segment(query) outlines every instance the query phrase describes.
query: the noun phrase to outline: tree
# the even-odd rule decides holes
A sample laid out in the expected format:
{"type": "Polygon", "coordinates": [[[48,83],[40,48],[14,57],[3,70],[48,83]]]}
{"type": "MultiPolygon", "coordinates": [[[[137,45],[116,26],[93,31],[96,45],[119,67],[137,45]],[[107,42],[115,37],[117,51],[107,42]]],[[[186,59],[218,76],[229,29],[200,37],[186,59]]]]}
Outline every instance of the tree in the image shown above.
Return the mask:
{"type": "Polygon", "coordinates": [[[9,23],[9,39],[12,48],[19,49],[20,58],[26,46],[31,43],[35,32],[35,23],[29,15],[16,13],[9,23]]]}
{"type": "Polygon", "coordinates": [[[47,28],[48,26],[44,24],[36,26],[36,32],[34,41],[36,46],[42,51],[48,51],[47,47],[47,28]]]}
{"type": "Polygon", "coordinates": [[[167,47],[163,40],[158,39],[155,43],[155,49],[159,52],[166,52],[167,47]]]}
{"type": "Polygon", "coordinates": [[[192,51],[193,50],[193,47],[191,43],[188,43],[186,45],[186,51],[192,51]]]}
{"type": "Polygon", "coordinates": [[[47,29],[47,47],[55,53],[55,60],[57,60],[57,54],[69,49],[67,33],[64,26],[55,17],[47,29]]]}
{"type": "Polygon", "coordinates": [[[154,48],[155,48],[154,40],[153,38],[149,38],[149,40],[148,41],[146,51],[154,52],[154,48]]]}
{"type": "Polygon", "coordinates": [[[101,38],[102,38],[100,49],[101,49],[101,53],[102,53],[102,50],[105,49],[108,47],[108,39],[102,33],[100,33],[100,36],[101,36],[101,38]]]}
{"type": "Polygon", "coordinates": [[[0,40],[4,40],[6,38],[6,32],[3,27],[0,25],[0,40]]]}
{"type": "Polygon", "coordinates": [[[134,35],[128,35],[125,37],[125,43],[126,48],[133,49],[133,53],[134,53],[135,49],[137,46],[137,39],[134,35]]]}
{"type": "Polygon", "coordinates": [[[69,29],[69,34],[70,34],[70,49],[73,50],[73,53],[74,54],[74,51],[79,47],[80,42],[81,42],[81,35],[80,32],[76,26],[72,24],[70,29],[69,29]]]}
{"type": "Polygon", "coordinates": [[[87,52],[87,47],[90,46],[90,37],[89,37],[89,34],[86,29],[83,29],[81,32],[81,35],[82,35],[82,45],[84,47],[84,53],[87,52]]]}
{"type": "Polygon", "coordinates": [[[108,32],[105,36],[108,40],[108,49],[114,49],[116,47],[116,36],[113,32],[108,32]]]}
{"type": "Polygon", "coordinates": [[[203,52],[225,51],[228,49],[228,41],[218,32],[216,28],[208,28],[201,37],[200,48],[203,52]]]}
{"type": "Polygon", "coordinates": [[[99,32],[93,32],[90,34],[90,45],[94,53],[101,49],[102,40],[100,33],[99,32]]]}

• **Instructions for the task**: Give the listing again, word for word.

• **Result below**:
segment(query) outlines every instance the query phrase describes.
query: the noun phrase to outline: tree
# the even-odd rule decides holes
A sample laid out in the expected format:
{"type": "Polygon", "coordinates": [[[48,83],[40,48],[14,57],[3,70],[48,83]]]}
{"type": "MultiPolygon", "coordinates": [[[[137,45],[116,26],[93,31],[96,45],[119,67],[137,45]],[[107,42],[115,37],[117,51],[107,42]]],[[[186,59],[218,76],[229,29],[200,37],[186,59]]]]}
Outline every instance of the tree in the image shown above.
Return the mask:
{"type": "Polygon", "coordinates": [[[9,23],[9,39],[12,48],[19,49],[20,58],[26,46],[31,43],[35,32],[35,23],[29,15],[16,13],[9,23]]]}
{"type": "Polygon", "coordinates": [[[47,28],[48,26],[44,24],[36,26],[36,32],[34,41],[36,46],[42,51],[48,51],[47,47],[47,28]]]}
{"type": "Polygon", "coordinates": [[[167,47],[163,40],[158,39],[155,43],[155,49],[159,52],[166,52],[167,47]]]}
{"type": "Polygon", "coordinates": [[[192,51],[193,50],[193,47],[191,43],[188,43],[186,45],[186,51],[192,51]]]}
{"type": "Polygon", "coordinates": [[[47,29],[47,47],[55,53],[55,60],[57,60],[57,54],[69,49],[67,33],[64,26],[55,17],[47,29]]]}
{"type": "Polygon", "coordinates": [[[154,48],[155,48],[154,40],[153,38],[149,38],[149,40],[148,41],[146,51],[154,52],[154,48]]]}
{"type": "Polygon", "coordinates": [[[101,38],[102,38],[100,49],[101,49],[101,53],[102,53],[102,50],[105,49],[108,47],[108,39],[102,33],[100,33],[100,36],[101,36],[101,38]]]}
{"type": "Polygon", "coordinates": [[[0,40],[4,40],[6,38],[6,32],[3,27],[0,25],[0,40]]]}
{"type": "Polygon", "coordinates": [[[134,35],[128,35],[125,37],[125,43],[126,48],[133,49],[133,53],[134,53],[135,49],[137,46],[137,39],[134,35]]]}
{"type": "Polygon", "coordinates": [[[69,29],[69,34],[70,34],[70,49],[73,50],[73,53],[74,54],[74,51],[79,47],[80,42],[81,42],[81,35],[80,32],[76,26],[72,24],[70,29],[69,29]]]}
{"type": "Polygon", "coordinates": [[[87,52],[87,47],[90,46],[90,37],[89,37],[89,34],[86,29],[83,29],[81,32],[81,35],[82,35],[82,45],[84,47],[84,53],[87,52]]]}
{"type": "Polygon", "coordinates": [[[108,32],[105,36],[108,40],[108,49],[114,49],[116,47],[116,36],[113,32],[108,32]]]}
{"type": "Polygon", "coordinates": [[[203,52],[225,51],[228,49],[228,41],[218,32],[216,28],[208,28],[201,37],[200,48],[203,52]]]}
{"type": "Polygon", "coordinates": [[[99,32],[93,32],[90,34],[90,45],[94,53],[101,49],[102,40],[100,33],[99,32]]]}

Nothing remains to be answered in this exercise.